>>>

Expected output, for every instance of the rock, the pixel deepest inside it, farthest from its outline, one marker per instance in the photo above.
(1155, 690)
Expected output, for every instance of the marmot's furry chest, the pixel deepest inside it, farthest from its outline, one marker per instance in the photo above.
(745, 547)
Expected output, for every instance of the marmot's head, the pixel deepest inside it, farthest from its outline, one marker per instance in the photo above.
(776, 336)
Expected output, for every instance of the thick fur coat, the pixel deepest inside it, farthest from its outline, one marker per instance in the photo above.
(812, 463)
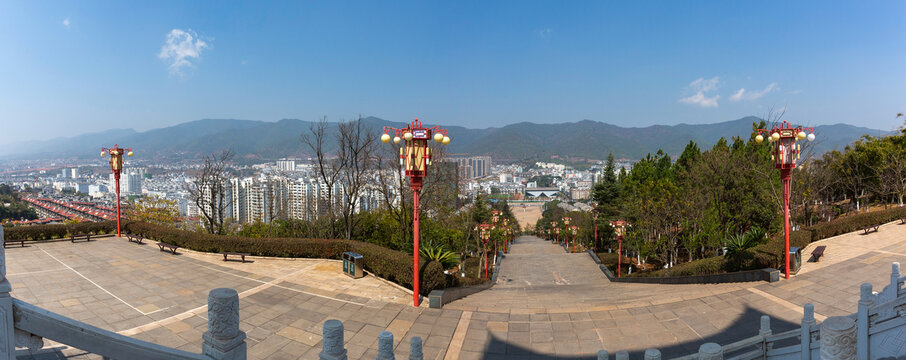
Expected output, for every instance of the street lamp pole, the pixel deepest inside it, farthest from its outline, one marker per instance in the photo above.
(619, 227)
(566, 221)
(116, 165)
(483, 234)
(784, 154)
(415, 156)
(595, 214)
(575, 229)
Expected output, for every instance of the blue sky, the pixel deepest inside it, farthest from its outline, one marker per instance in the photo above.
(72, 67)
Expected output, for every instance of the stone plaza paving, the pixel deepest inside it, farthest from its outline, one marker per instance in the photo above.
(546, 303)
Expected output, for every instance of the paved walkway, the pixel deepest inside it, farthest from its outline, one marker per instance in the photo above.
(546, 304)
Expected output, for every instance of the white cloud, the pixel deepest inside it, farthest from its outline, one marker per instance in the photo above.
(544, 33)
(742, 94)
(701, 86)
(701, 100)
(180, 48)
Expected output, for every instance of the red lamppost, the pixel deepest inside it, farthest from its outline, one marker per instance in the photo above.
(619, 227)
(116, 165)
(594, 213)
(484, 234)
(566, 220)
(495, 219)
(575, 230)
(506, 235)
(415, 156)
(784, 154)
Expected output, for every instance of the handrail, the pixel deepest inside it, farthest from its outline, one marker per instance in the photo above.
(92, 339)
(754, 340)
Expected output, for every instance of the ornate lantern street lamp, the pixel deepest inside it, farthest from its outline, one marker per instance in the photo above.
(575, 230)
(415, 156)
(483, 234)
(595, 213)
(566, 221)
(116, 165)
(619, 227)
(784, 152)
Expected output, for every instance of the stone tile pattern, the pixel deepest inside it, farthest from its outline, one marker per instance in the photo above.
(547, 303)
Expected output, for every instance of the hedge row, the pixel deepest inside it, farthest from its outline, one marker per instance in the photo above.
(770, 254)
(56, 231)
(389, 264)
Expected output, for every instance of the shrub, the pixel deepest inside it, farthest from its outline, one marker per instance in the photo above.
(855, 222)
(706, 266)
(439, 252)
(56, 231)
(770, 254)
(389, 264)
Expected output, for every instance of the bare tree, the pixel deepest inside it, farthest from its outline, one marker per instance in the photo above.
(328, 170)
(209, 191)
(355, 147)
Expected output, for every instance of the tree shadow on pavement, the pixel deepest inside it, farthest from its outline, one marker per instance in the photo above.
(745, 326)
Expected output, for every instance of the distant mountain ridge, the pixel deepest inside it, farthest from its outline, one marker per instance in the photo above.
(252, 139)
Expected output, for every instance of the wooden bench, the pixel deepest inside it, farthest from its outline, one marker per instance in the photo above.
(242, 255)
(135, 238)
(168, 246)
(86, 237)
(818, 252)
(871, 228)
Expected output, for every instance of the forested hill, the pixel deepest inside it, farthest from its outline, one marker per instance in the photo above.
(270, 140)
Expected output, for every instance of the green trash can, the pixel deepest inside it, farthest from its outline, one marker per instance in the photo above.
(795, 259)
(352, 264)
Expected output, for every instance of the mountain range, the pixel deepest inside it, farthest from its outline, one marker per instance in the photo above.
(263, 140)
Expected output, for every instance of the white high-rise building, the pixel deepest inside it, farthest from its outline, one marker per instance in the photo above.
(130, 183)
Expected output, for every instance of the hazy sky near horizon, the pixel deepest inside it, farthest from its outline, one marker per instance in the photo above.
(68, 68)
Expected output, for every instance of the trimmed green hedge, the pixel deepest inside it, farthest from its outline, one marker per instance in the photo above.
(855, 222)
(389, 264)
(706, 266)
(56, 231)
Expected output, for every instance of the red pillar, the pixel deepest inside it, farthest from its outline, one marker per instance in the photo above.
(596, 238)
(785, 176)
(620, 256)
(116, 177)
(415, 247)
(485, 259)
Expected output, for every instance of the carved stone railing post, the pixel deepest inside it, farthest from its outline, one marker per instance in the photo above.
(224, 340)
(838, 338)
(866, 300)
(895, 278)
(332, 341)
(385, 346)
(764, 330)
(7, 327)
(808, 320)
(710, 351)
(415, 349)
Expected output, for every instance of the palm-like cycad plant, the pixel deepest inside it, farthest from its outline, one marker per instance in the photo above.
(440, 253)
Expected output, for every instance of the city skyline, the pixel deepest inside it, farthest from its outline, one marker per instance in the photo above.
(91, 67)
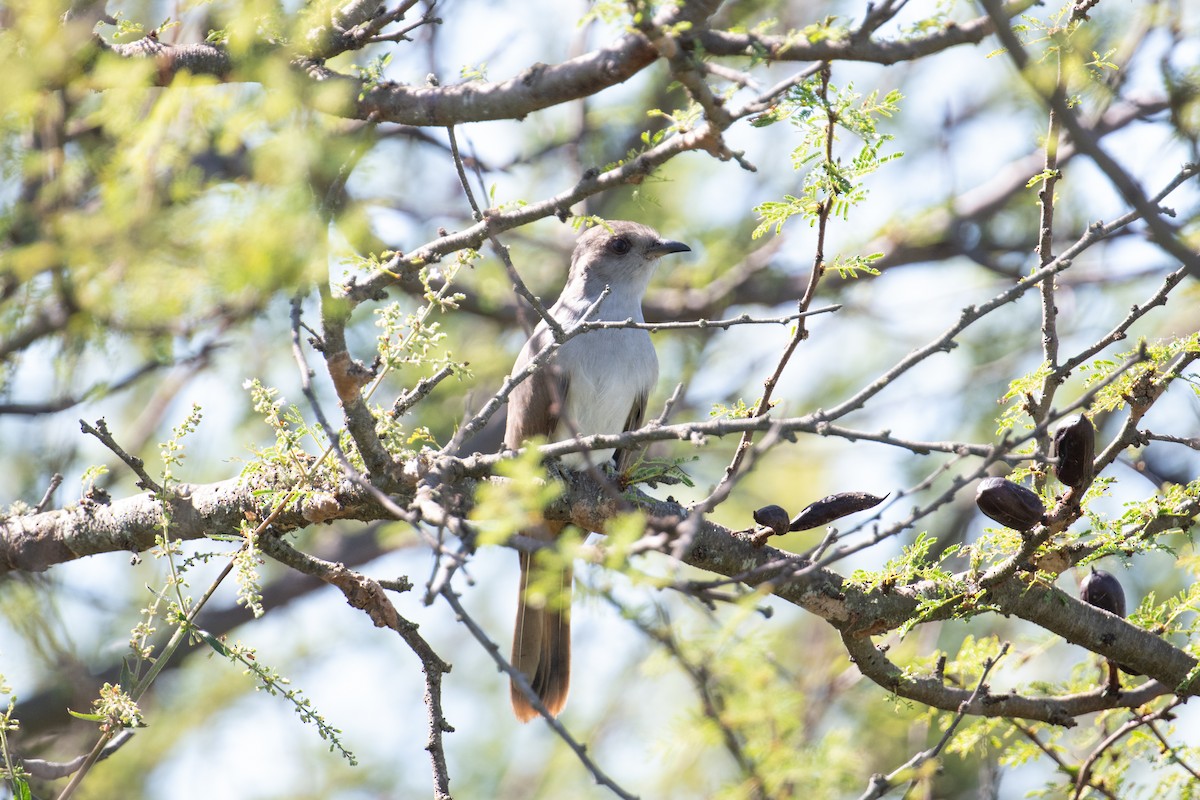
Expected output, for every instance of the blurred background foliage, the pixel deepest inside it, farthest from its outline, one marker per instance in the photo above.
(150, 241)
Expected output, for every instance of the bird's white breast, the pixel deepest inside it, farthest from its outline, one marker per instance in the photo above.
(607, 371)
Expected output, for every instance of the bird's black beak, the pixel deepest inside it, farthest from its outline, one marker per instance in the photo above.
(666, 246)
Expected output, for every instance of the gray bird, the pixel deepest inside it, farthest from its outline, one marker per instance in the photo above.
(595, 383)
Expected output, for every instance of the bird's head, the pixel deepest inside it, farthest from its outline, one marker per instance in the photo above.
(619, 254)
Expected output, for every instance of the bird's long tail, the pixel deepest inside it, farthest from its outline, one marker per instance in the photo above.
(541, 644)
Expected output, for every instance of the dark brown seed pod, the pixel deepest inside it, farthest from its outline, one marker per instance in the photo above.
(1009, 504)
(835, 506)
(774, 517)
(1074, 447)
(1103, 590)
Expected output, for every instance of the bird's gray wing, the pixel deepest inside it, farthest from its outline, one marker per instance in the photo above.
(535, 404)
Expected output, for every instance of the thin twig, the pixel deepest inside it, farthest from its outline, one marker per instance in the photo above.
(881, 783)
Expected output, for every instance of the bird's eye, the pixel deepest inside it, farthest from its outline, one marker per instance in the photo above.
(621, 245)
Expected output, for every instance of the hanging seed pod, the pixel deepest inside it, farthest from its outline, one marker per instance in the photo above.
(774, 517)
(1074, 447)
(1011, 505)
(835, 506)
(1103, 590)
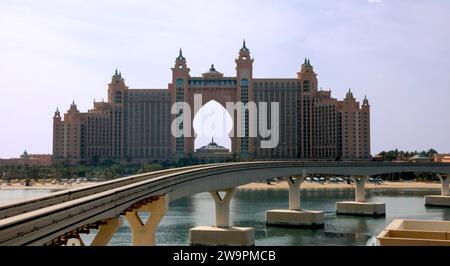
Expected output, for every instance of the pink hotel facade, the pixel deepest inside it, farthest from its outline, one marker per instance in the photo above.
(135, 124)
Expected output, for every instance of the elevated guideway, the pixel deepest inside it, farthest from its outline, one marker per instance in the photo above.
(54, 218)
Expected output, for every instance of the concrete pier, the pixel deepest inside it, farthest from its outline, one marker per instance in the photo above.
(360, 207)
(222, 233)
(295, 217)
(442, 200)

<<<

▸ EXERCISE OBJECTIVE
All records above are to be printed exactly, minus the pictures they contain.

▸ EXERCISE RESULT
Expected output, for every instance of the rock, the pixel deepest inside it, farthest from its outline, one marker per instance in the photo above.
(1155, 690)
Expected output, for every instance of the marmot's furry chest, the pixel deepest inside it, farthest from its outline, one marker per instance in the photo above.
(745, 547)
Expected output, for every instance of the marmot's head, the pixel deepest inside it, farthest from its outline, one marker per instance in the photo above.
(776, 336)
Expected output, for every instance of the thick fur coat, the pixel deepest inside it, farthest from its outline, one marker per instance in the photo above.
(812, 463)
Expected output, for every instance of the street lamp pole, the pixel deepest inside it, farthest from its outline, one marker per instance in the photo above.
(619, 227)
(566, 221)
(116, 165)
(483, 234)
(784, 154)
(415, 156)
(595, 214)
(575, 229)
Expected output, for every instance of the blue sky, the pixel deepest inside it, farthest from its outline, one marker per instance in the photo above.
(72, 67)
Expected output, for every instance of the stone plaza paving, the pixel deepest inside it, farthest from its outline, one marker per instance in the photo above.
(546, 303)
Expected output, for every instance of the paved walkway, the pixel deepest inside it, farthest from its outline, one marker per instance in the photo above.
(546, 304)
Expected output, for every instance of the white cloud, the pixel deepest inside it, farthest from its outline, one marker per instance in the photo above.
(544, 33)
(742, 94)
(701, 86)
(701, 100)
(180, 48)
Expected output, for every instance of the red lamppost, the pixel deepest inside it, farthest from its outline, one marker per instance in the photo above.
(619, 227)
(116, 165)
(594, 213)
(484, 234)
(566, 220)
(495, 219)
(575, 230)
(506, 235)
(415, 156)
(784, 154)
Expected output, for every instance of the handrail, the pixel deepest inside it, farthest from its outline, one marker per instance in the photo above.
(92, 339)
(754, 340)
Expected output, for every instance of the ornate lantern street lamp, the pixel deepest inside it, farthest from its outline, one marker per instance in the photo above.
(575, 230)
(415, 156)
(483, 234)
(595, 213)
(566, 221)
(116, 165)
(619, 227)
(784, 152)
Expected output, for every instance of the stone tile pattern, the pixel deepest inside it, farthest from its outline, one marker per instance in the photo above.
(547, 303)
Expected output, for every instance of the hedge row, the pixel deepest inside it, farthest from its outline, one marker per instance in the photo above.
(770, 254)
(56, 231)
(389, 264)
Expected output, for every instance of the shrub, the pixel deepest inside it, farthest from its outline, one marker per instance in the photo above.
(855, 222)
(706, 266)
(439, 252)
(56, 231)
(770, 254)
(389, 264)
Expected output, for every instance of the bare tree, the pixel deepest inside it, farthest from its outline, one marker per instance in the photo above.
(328, 170)
(209, 191)
(355, 147)
Expected output, for every instance of the tree shadow on pavement, the pixel deepest inside it, farthest from its outline, one marker per instance in the photo above.
(745, 326)
Expected output, for every instance of the distant mountain ridge, the pixel deepest inside it, farthest from its outline, one marker per instance in the photo above.
(252, 139)
Expected output, for every instance of the wooden bench, the pixel deepest inside it, farthest from its outline, one marker per instance in the photo above.
(242, 255)
(135, 238)
(168, 246)
(86, 237)
(818, 252)
(871, 228)
Expected output, for every instance of the forested hill, the pixel deepest inside it, farthest from its outline, one marker per instance in the photo above.
(270, 140)
Expected output, for every instance of the green trash can, the pixel deepest inside it, farthest from its outline, one marker per instance in the photo above.
(795, 259)
(352, 264)
Expected output, for every instance of the mountain range, the pixel deepest inside it, farthest from its outline, one marker per instance in the photo above.
(263, 140)
Expected output, for every instance of the white high-rise building, the pixel deepest inside it, farthest from its outline, one marker per instance in the photo above.
(130, 183)
Expected output, for every instance of the hazy sky near horizon, the pixel deepest inside it, farthest from its outline, one marker per instance in the photo above.
(68, 68)
Expected output, for every instance of the trimmed green hedge, the pixel deepest inside it, farthest from its outline, one marker per instance in the photo above.
(855, 222)
(389, 264)
(706, 266)
(56, 231)
Expected output, for every instance of the red pillar, the pixel deepest inside it, farthest from its outline, one marker per instance in the photo above.
(596, 238)
(785, 176)
(620, 256)
(116, 177)
(415, 247)
(485, 259)
Expected output, for every instance of the carved stone railing post, the pixel deepest inside it, farthest from its outline, one marker per instance in the photo above.
(224, 340)
(838, 338)
(866, 300)
(895, 278)
(332, 341)
(385, 346)
(764, 330)
(7, 327)
(808, 320)
(710, 351)
(415, 349)
Expected output, for every instance of the palm-like cycad plant, the pixel deepest inside it, farthest from its outline, one marker per instance in the photo above.
(440, 253)
Expected output, for every instance of the city skyline, the pixel deepest inside it, farthest from its outline, one marker per instance in the photo above.
(91, 67)
Expected output, for every instance of the blurred background foliage, the pixel deepest inside it, farthest from its outline, one marker per instance in the photo above.
(150, 241)
Expected output, for every instance of the bird's white breast, the pixel deepest inside it, farthest from its outline, one marker per instance in the photo above.
(607, 371)
Expected output, for every instance of the bird's black beak, the pixel deepest inside it, farthest from its outline, one marker per instance in the photo above.
(666, 246)
Expected output, for every instance of the gray bird, the pixel deepest inside it, farthest from its outline, one marker per instance in the photo above.
(595, 383)
Expected output, for every instance of the bird's head, the pixel deepest inside it, farthest from its outline, one marker per instance in the photo above.
(619, 254)
Expected output, for every instance of the bird's long tail, the pixel deepest inside it, farthest from its outline, one marker per instance in the photo above.
(541, 644)
Expected output, for every instance of the dark brown seed pod, the pixel deepest inside it, farthest from its outline, one marker per instance in the photo above.
(1009, 504)
(835, 506)
(774, 517)
(1074, 447)
(1103, 590)
Expected output, for every instance of the bird's gray wing, the pixel deepest inside it, farthest from its outline, one marker per instance in the photo above.
(535, 404)
Expected output, for every instance of the thin twig, the pixel deepest inside it, farthest from its outline, one marker per instance in the photo above.
(881, 783)
Expected output, for every instance of the bird's eye, the pixel deepest inside it, farthest from its outline, one marker per instance in the photo above.
(621, 245)
Expected output, for every instance of the hanging seed pod, the pixel deepest inside it, farthest from its outline, one marker per instance in the photo above.
(774, 517)
(1074, 447)
(1011, 505)
(835, 506)
(1103, 590)
Expected output, for every instance of the pink hotel facade, the pixel deepest inside it, farthest from its outline, one marker per instance in the photo above.
(135, 124)
Expected output, for every instance of the elevated guideway, the pixel deepest inside it, farthest from its outline, one marker per instance in the photo above.
(54, 218)
Expected output, for every instance of the concrete pier, the pixel deepest inside it, farthest from its outline, one marker per instance in the photo above.
(360, 207)
(222, 233)
(295, 217)
(442, 200)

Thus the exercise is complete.